→ **DEMANDE ÉCRITE 1**
Dans la critique du roman ci-dessous, en quelle année et dans quel pénitencier l'histoire commence-t-elle ?

→ **SECTION DU TEXTE**
Après avoir terminé l'année en milieu carcéral avec "Nos jours heureux", de Gong Ji-young, c'est reparti avec le roman de Lee Jung-myung, "Le garde, le poète et le prisonnier". le roman commence en 1944, au pénitencier de Fukuoka. le gardien Sugiyama, connu pour ses accès de violence, est retrouvé mort, les lèvres cousues. Bien que la scène soit un choc, elle n'est toutefois pas une surprise. Sugiyama était détesté, méchant et même cruel. En particulier avec les prisonniers Coréens, logés dans le pavillon 3, vus comme une bande de rats et de terroristes dangereux sans pitié. le meurtre est d'ailleurs sans doute l'oeuvre de l'un d'entre eux. le narrateur, le gardien Watanabe est alors chargé de l'enquête. Jeune, animé par une volonté de rendre justice, il se lance dans cette enquête avec diligence.

Pourtant, au fur et à mesure que ses recherches progressent, son regard sur Sugiyama, sur les Coréens, sur la guerre, sur la prison dans laquelle il travaille va changer. En particulier grâce à une rencontre. Yun Dong-ju, jeune Coréen épris de lettre et lui-même poète, semble avoir connu un tout autre Sugiyama. Un homme blessé touché par les mots de ce jeune homme, par sa poésie. La réalité de la mort du gardien serait donc bien plus complexe...

Watanabe interroge les prisonniers et cherche à retracer la vie de son prédécesseur mais aussi celle de Yun Dong-ju pour comprendre l'amitié qui les a liés, miroir de celle qui commence à éclore entre lui et le poète. Lee Jung-myung rend avec beaucoup d'émotions et dans un contexte extrêmement douloureux les terribles réalités de la guerre, mais aussi du traitement des Coréens pendant l'occupation japonaise, alors privés de leur langue, de leur nom, de leur identité et de leur dignité.
L'auteur rend un hommage lumineux à un l'un des poètes Coréens les plus connus, Yun Dong-ju en proposant une réécriture de ses dernières années dans cette prison. Torturé, blessé, assassiné à petit feu, le poète a réussi jusqu'au bout à insuffler humanité, réconfort, lumière et soif de liberté aux prisonniers Coréens mais aussi aux deux Japonais avec lesquels il aura lié une véritable amitié, née dans la découverte et l'amour de la littérature, la poésie et la musique. Voir bourgeonner ces amitiés hésitantes, synonymes de trahison a quelque chose de très beau. Comprendre les coeurs de ces hommes, et les voir regagner une sensibilité au monde et aux autres grâce à la poésie m'aura émue de bout en bout.

Bien que cette édition française soit une traduction d'une traduction, ce roman reste selon moi à lire pour son histoire, la brutalité et les horreurs racontées mais aussi pour la transcendance dont font preuve les personnages et l'appréhension du monde exacerbée par le pouvoir des mots.

→ **EXTRAITS DE DONNÉES**
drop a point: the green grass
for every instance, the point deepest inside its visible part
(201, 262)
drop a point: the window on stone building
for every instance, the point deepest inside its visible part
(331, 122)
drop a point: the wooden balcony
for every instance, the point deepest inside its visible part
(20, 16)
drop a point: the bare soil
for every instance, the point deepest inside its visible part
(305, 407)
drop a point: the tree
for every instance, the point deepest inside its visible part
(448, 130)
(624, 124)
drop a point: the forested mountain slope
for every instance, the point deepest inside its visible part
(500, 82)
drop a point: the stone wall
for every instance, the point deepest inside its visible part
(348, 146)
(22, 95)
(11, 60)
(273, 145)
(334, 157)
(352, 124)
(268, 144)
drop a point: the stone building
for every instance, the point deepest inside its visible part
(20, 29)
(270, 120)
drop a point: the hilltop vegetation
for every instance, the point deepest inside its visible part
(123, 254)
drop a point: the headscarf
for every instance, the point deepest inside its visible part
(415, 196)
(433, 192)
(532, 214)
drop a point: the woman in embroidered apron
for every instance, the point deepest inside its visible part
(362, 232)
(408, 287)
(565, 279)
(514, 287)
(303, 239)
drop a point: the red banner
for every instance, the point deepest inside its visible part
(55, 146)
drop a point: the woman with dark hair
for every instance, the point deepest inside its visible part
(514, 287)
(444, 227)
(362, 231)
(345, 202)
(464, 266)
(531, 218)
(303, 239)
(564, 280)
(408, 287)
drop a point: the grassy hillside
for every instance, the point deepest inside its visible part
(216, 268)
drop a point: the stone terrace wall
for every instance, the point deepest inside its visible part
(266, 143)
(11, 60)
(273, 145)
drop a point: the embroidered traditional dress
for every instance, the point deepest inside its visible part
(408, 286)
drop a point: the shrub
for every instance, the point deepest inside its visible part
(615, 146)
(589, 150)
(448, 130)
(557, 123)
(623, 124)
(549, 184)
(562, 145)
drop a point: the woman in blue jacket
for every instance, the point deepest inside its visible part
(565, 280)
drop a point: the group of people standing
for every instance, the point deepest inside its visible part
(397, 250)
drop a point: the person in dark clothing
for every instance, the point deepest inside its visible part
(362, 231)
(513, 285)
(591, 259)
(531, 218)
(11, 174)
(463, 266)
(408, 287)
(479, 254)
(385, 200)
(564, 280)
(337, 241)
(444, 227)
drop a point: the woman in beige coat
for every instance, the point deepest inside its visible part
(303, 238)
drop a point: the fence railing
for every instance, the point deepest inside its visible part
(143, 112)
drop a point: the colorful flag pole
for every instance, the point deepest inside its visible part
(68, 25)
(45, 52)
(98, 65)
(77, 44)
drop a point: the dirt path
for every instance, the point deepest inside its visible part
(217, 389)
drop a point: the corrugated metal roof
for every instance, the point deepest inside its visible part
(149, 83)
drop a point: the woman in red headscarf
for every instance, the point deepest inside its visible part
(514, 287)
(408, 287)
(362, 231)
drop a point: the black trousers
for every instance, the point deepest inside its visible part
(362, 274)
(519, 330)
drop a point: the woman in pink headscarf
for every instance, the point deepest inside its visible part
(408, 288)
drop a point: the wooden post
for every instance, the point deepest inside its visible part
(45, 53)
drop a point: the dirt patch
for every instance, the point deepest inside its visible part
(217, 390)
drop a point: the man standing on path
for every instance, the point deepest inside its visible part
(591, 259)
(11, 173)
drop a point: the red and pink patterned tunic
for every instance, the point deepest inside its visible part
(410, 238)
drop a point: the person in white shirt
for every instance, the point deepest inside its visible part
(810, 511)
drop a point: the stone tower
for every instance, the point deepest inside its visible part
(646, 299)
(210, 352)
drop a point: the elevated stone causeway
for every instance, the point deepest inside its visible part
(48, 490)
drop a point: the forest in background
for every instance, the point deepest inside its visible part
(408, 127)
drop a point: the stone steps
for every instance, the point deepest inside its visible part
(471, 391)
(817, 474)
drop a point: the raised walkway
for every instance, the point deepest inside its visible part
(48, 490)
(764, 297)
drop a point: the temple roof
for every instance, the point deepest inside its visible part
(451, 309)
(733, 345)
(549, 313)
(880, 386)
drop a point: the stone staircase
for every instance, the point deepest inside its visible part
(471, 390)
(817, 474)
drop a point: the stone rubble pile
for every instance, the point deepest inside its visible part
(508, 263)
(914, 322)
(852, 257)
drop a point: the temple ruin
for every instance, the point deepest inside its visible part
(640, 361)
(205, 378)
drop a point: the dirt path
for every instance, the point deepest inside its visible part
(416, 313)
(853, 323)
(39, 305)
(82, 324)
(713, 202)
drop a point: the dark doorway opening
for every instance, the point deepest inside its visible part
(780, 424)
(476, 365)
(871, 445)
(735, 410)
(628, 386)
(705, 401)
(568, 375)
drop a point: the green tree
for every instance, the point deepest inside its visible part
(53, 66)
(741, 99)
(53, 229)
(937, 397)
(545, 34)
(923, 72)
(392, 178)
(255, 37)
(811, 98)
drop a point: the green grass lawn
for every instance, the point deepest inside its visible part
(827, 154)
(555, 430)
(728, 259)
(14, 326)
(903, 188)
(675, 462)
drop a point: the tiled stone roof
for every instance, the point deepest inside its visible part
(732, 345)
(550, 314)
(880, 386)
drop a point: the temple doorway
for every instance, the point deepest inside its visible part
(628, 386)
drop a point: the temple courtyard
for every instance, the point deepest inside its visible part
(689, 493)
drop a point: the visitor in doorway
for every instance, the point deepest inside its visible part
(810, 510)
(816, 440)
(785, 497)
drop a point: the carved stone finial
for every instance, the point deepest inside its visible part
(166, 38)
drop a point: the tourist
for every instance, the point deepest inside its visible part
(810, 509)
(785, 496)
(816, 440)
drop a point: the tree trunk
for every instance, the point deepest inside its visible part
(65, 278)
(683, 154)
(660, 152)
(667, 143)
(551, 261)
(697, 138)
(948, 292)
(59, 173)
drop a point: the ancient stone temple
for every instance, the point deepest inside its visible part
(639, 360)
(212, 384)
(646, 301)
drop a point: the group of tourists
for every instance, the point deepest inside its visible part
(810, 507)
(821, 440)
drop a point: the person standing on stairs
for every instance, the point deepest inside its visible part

--

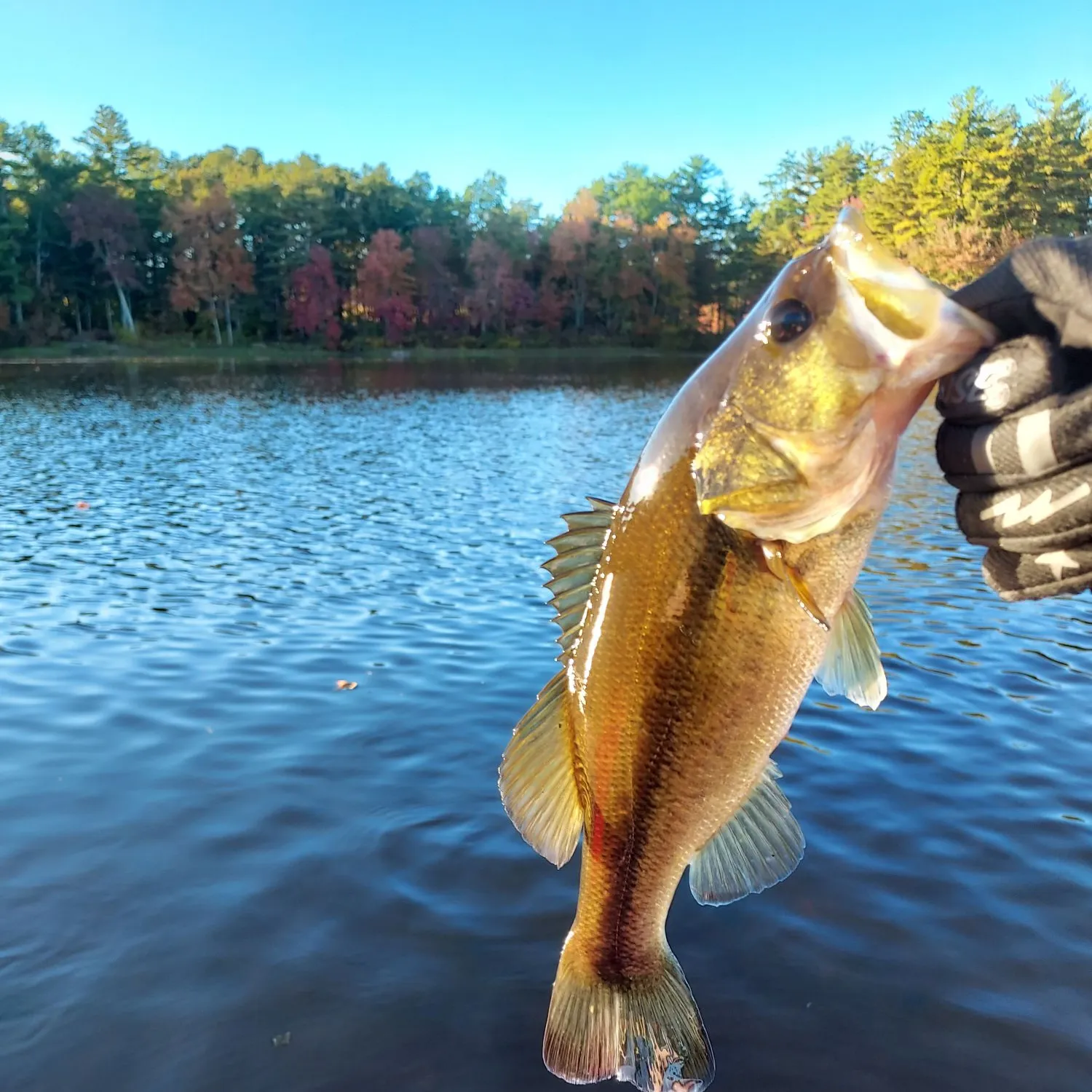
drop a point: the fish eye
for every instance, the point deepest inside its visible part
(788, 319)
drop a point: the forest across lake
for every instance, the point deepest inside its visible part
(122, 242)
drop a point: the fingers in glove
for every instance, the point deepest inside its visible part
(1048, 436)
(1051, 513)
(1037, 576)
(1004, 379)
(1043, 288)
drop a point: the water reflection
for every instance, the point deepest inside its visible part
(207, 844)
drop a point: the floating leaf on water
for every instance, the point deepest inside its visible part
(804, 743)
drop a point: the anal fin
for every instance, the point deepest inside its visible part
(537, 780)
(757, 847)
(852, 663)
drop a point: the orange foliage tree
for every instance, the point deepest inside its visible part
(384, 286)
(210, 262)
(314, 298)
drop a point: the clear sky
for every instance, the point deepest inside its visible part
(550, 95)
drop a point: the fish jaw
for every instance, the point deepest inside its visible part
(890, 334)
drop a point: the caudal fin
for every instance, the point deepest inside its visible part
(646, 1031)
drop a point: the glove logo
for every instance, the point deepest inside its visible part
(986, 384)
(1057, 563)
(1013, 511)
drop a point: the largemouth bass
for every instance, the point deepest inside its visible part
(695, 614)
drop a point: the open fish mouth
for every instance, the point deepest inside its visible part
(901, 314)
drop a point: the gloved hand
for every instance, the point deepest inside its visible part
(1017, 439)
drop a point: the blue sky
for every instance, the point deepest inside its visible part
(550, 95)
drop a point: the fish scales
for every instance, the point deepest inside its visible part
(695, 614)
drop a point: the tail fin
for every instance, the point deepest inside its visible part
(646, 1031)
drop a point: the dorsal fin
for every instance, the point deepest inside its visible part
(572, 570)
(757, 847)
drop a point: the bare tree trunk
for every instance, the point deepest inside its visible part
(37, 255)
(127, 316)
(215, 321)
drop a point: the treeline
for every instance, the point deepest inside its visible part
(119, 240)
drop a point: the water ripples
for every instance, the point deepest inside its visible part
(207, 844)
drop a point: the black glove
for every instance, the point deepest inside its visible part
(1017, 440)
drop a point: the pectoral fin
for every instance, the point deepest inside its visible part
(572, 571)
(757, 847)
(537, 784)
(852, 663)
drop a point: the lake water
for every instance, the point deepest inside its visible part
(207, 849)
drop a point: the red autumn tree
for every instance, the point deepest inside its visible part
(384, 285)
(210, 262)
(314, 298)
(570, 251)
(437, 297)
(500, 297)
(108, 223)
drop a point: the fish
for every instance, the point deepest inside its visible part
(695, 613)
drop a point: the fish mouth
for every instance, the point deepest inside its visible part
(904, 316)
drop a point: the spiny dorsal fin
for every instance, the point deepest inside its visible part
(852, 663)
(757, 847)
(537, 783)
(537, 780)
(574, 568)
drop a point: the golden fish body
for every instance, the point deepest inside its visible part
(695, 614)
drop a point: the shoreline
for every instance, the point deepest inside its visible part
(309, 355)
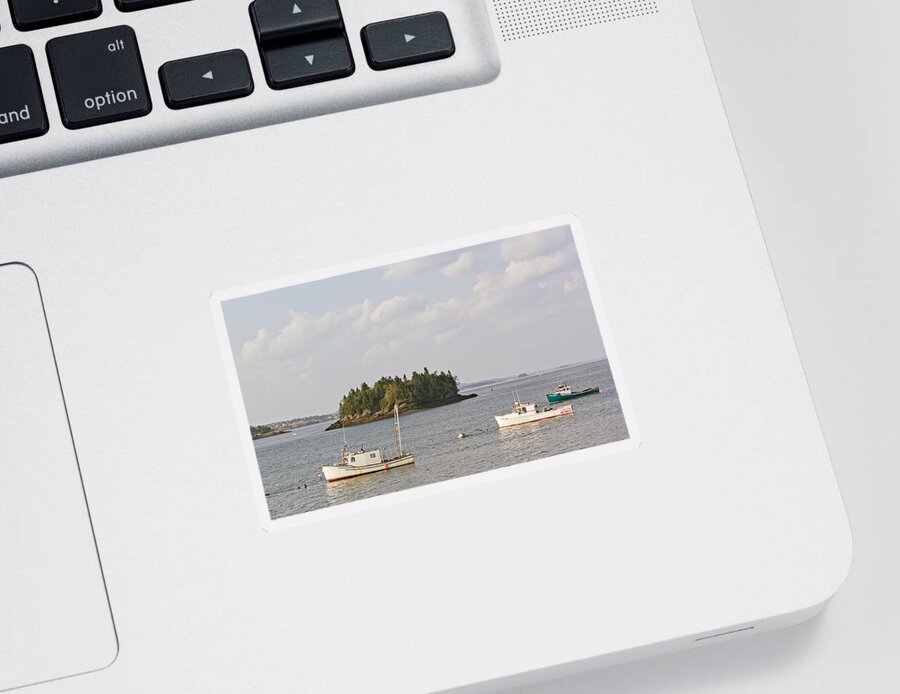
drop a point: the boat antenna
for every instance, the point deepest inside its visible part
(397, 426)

→ **DEMANDE ÉCRITE 2**
Relevez chaque ligne des enregistrements qui contient le mot « green », en respectant la casse.

→ **RÉPONSE ÉCRITE 1**
En 1944, au pénitencier de Fukuoka.

→ **RÉPONSE ÉCRITE 2**
drop a point: the green grass
drop a point: the green tree
drop a point: the green grass lawn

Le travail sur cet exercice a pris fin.